## EXERCISE DIRECTIONS
Turn every line of the listing below into a numbered list, skipping blank lines and leaving out the pictures.

## PROVIDED RECORDS
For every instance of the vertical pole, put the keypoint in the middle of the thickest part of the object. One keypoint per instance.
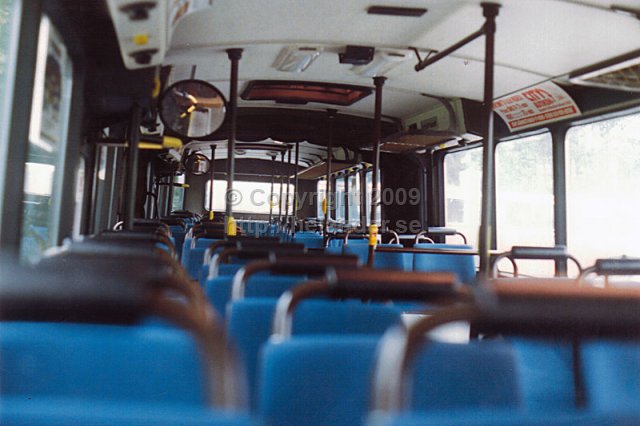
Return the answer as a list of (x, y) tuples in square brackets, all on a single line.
[(234, 56), (375, 191), (490, 11), (212, 175), (132, 167), (331, 113), (172, 179), (295, 191), (281, 184), (346, 199), (273, 171), (363, 198), (286, 205), (560, 195)]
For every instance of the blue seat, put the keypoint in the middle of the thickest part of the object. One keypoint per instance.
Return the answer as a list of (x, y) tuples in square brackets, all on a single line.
[(218, 290), (546, 367), (449, 376), (462, 265), (249, 324), (316, 380), (396, 261), (326, 379), (358, 248), (503, 418), (611, 372), (141, 363), (54, 412), (309, 239)]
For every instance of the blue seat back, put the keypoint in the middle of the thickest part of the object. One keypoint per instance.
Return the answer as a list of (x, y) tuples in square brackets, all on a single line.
[(218, 290), (612, 375), (249, 324), (449, 376), (396, 261), (145, 363), (462, 265), (359, 248), (54, 412), (546, 367), (316, 380)]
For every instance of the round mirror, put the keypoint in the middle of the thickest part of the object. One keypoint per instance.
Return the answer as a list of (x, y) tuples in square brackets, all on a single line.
[(197, 164), (192, 108)]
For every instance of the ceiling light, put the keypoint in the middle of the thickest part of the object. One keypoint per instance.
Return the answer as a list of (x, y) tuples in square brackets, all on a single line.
[(383, 62), (296, 58)]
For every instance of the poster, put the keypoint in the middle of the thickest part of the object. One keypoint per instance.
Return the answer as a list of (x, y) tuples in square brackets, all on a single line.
[(534, 106)]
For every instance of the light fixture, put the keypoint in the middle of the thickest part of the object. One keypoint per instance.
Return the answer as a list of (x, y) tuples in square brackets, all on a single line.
[(622, 73), (382, 63), (296, 58)]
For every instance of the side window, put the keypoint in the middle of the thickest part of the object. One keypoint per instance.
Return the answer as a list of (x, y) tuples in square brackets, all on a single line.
[(177, 202), (603, 189), (250, 197), (354, 199), (9, 18), (47, 140), (524, 198), (79, 198), (463, 180), (369, 187), (339, 206), (321, 190)]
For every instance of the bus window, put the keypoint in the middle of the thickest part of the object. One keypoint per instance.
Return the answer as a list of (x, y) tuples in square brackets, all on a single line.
[(9, 11), (79, 198), (321, 190), (369, 186), (339, 203), (250, 197), (524, 198), (177, 202), (603, 188), (463, 180), (354, 199), (47, 137)]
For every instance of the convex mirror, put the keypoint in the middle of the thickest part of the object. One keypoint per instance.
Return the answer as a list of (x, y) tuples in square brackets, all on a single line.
[(192, 108), (197, 164)]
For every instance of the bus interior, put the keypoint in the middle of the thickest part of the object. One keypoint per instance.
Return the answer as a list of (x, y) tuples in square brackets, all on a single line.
[(339, 212)]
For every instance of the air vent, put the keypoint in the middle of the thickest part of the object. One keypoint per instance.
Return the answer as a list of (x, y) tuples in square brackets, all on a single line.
[(621, 73), (301, 92)]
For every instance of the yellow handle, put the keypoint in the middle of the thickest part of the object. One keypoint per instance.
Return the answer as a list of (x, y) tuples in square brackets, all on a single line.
[(231, 226), (373, 235)]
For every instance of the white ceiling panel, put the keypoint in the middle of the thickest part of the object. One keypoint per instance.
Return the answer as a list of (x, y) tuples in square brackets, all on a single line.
[(535, 40)]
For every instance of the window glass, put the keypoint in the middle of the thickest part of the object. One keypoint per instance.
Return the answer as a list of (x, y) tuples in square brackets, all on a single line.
[(177, 201), (47, 138), (8, 47), (339, 206), (79, 198), (603, 189), (354, 199), (524, 198), (462, 186), (250, 197), (321, 190)]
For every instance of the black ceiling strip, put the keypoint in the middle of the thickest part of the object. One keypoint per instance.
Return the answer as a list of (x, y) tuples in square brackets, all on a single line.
[(414, 12)]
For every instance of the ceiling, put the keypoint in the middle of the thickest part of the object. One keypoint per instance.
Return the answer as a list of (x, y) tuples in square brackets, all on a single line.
[(535, 40)]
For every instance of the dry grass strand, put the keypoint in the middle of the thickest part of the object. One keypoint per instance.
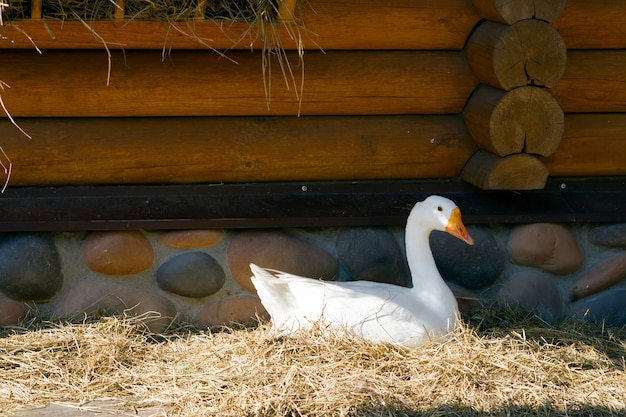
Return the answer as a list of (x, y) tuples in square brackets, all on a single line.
[(484, 369)]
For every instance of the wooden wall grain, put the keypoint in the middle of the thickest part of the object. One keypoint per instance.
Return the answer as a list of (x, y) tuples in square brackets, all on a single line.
[(384, 87)]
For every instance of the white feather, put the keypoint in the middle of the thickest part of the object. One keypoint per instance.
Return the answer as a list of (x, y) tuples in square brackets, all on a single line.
[(376, 311)]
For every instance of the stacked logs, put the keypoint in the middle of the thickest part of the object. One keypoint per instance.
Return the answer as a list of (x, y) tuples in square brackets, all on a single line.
[(517, 56)]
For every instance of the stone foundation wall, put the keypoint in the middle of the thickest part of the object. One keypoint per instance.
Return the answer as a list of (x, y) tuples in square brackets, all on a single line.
[(202, 276)]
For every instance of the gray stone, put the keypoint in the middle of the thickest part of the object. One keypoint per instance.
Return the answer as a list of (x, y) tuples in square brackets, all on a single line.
[(608, 235), (373, 254), (608, 307), (191, 274), (30, 268), (548, 246), (473, 267), (534, 292)]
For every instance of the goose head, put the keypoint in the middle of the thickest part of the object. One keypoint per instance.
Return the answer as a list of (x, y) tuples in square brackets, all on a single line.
[(439, 213)]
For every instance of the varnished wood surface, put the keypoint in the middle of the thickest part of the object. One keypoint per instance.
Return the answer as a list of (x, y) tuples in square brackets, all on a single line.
[(190, 83), (325, 24), (592, 145), (78, 151), (73, 83), (188, 150)]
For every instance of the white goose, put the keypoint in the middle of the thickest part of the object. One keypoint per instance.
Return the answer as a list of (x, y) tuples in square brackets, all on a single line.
[(376, 311)]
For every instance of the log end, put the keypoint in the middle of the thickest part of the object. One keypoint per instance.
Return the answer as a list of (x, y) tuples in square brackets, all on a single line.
[(529, 52), (514, 172)]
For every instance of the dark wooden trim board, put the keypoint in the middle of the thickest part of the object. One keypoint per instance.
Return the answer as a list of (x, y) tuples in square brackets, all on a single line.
[(315, 204)]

## RESPONSE TO THE TASK
1. For every instance of the vertical pole, put the keypoint in the middle of the thickest part of the object. One keypoint per instance.
2. Return the answer as a list of (x, y) tuples in square brackets, all on a single line.
3. [(234, 56), (375, 191), (490, 11), (212, 175), (132, 167), (331, 113), (172, 179), (295, 191), (281, 184), (346, 199), (273, 171), (363, 198), (286, 205), (560, 195)]
4. For every instance of the blue seat, put the keypoint in the middle of the thickest part of the object. One keypoint per instance.
5. Return the answer as a list of (x, y) tuples in square brackets, all on a single line.
6. [(218, 290), (546, 367), (449, 376), (462, 265), (249, 324), (316, 380), (396, 261), (326, 379), (358, 248), (503, 418), (611, 372), (141, 363), (54, 412), (309, 239)]
7. For every instance of the blue seat back, put the keypoint in the middle of the thickest part of the object. One keypoint per instance.
8. Return the answer as a list of (x, y) tuples in square brackets, all on a single line.
9. [(218, 290), (612, 375), (249, 324), (449, 376), (396, 261), (145, 363), (462, 265), (359, 248), (54, 412), (546, 367), (316, 380)]
10. For every instance of the round mirror, put the keypoint in the middle of the thickest part of the object. One keypoint per instance.
11. Return the answer as a list of (x, y) tuples in square brackets, all on a single line.
12. [(197, 164), (192, 108)]
13. For every instance of the ceiling light, put the keypoint in the middle of the thickest part of the object. One keypoint per instance.
14. Return the answer as a list of (x, y) tuples in square brackets, all on a single line.
15. [(383, 62), (296, 58)]
16. For every instance of the poster, put the keypoint in the middle of the thickest part of the object. One keypoint per instance.
17. Return the answer as a list of (x, y) tuples in square brackets, all on a single line.
18. [(534, 106)]
19. For every instance of the light fixture, put the keypoint in the middle of the thickest part of the object. One keypoint per instance.
20. Return the answer as a list of (x, y) tuples in square brackets, all on a single line.
21. [(622, 73), (382, 63), (296, 58)]
22. For every instance of the side window, put the keypoint in the middle of the thickest part of the object. One keypoint per instance.
23. Return the answer as a list of (x, y) tuples in square brackets, all on a single line.
24. [(177, 202), (603, 189), (250, 197), (354, 199), (9, 18), (47, 140), (524, 198), (79, 198), (463, 180), (369, 187), (339, 206), (321, 190)]
25. For every instance of the bus window, put the keypoint in the middle of the thickest part of the object. One keypoint per instance.
26. Return the answer as a list of (x, y) tuples in square brackets, all on a single line.
27. [(9, 11), (79, 198), (321, 190), (369, 186), (339, 203), (250, 197), (524, 198), (177, 202), (603, 188), (463, 180), (354, 199), (47, 137)]
28. For every instance of the convex mirror, put the keypoint in the middle of the thickest part of the object. One keypoint per instance.
29. Return the answer as a list of (x, y) tuples in square brackets, all on a single line.
30. [(192, 108), (197, 164)]
31. For every instance of the bus interior, put the keypoint in the middle of the thickest part of the object. One keypoint per instance.
32. Return the answer as a list of (x, y) tuples in square brackets, all on a single line.
33. [(339, 212)]
34. For every instance of the air vent, put the keypoint in the middle of the thickest part of the object. One keypoint per instance.
35. Return the answer as a list of (x, y) tuples in square brackets, all on a single line.
36. [(621, 73), (301, 92)]
37. For every instance of the yellow handle, put the keypoint in the middle of the thickest part of the object. One keypoint per instance.
38. Return the answer as a list of (x, y) tuples in square brackets, all on a single line.
39. [(231, 226), (373, 235)]
40. For every instance of the white ceiling panel, put the keypoint in the middle of the thickest part of the object. One keypoint per instance.
41. Return the answer as a list of (x, y) tuples in square brackets, all on a single line.
42. [(535, 40)]
43. For every instance of the window glass, put the keypoint in the middle of the thickest part of the object. One keypoint per instance.
44. Return the answer as a list of (x, y) tuples in square brackets, all on a single line.
45. [(177, 201), (47, 138), (8, 47), (339, 206), (79, 198), (603, 189), (354, 199), (524, 198), (462, 186), (250, 197), (321, 190)]
46. For every instance of the black ceiling strip, put the keypoint in the middle of the thickest part of the object. One keypoint per instance.
47. Return the answer as a list of (x, y) tuples in square brackets, all on a single line.
48. [(414, 12)]
49. For every instance of the ceiling, put the keypoint in the middle of the thickest part of the object. One keypoint per instance.
50. Return the answer as a list of (x, y) tuples in square brackets, all on a single line.
51. [(535, 40)]
52. For every instance of the dry grass strand, put the keypoint in the middle of the thickest part of the object. One keypoint per instance.
53. Return the answer as a list of (x, y) tuples in square brackets, all on a single line.
54. [(484, 369)]
55. For every instance of the wooden wall grain, put the keypoint in the middle of the thickest part of the object. One keypoint per instance.
56. Return the answer as a list of (x, y) tuples in square brackets, all on a single line.
57. [(384, 87)]
58. For every instance of the white feather, put the keypoint in the middle of the thickest part of the object. One keypoint per instance.
59. Return the answer as a list of (x, y) tuples in square brackets, all on a single line.
60. [(376, 311)]
61. For every instance of the stacked logs, put the keypoint in the middle of the thickest part of the object. One keypoint per instance.
62. Return the answer as a list of (x, y) tuples in square brackets, all on a single line.
63. [(517, 56)]
64. For every instance of the stone foundation wall, put the keypoint in the middle of the thickest part of the object. One keypoint per instance.
65. Return the answer as a list of (x, y) tuples in square brackets, all on a single line.
66. [(202, 276)]
67. For every instance of the gray stone, put the keypoint in the middle of the thickest part of the object. One keypoint per instance.
68. Return the answer as a list of (x, y) tuples in square brackets, all on a single line.
69. [(608, 235), (373, 254), (608, 307), (191, 274), (30, 268), (548, 246), (473, 267), (534, 292)]
70. For every instance of the goose head, put the keypoint in the middle of the thickest part of the object. One keypoint per instance.
71. Return the answer as a list of (x, y) tuples in square brackets, all on a single line.
72. [(439, 213)]
73. For every instance of the varnished wood surface, put the keypoint in the middle of the thickest part of the object. One keypoint per instance.
74. Return the answer as a list of (x, y) tuples in square brackets, all on a single line.
75. [(190, 83), (325, 24), (592, 145), (78, 151), (73, 83), (188, 150)]
76. For every instance of the white goose, put the keypoint in the middle of the thickest part of the object. One keypoint per instance.
77. Return the answer as a list of (x, y) tuples in square brackets, all on a single line.
78. [(376, 311)]
79. For every instance of the log end, put the keypoint in the middle of the thickest part of the object. One keypoint per instance.
80. Return the answer as a list of (x, y) tuples in square brackets, all on a single line.
81. [(529, 52), (514, 172)]
82. For every instance of the dark wooden trim board, put the keypoint in the middle of the thickest part of the object. One keypoint per instance.
83. Return the answer as a list of (x, y) tuples in square brackets, all on a single line.
84. [(315, 204)]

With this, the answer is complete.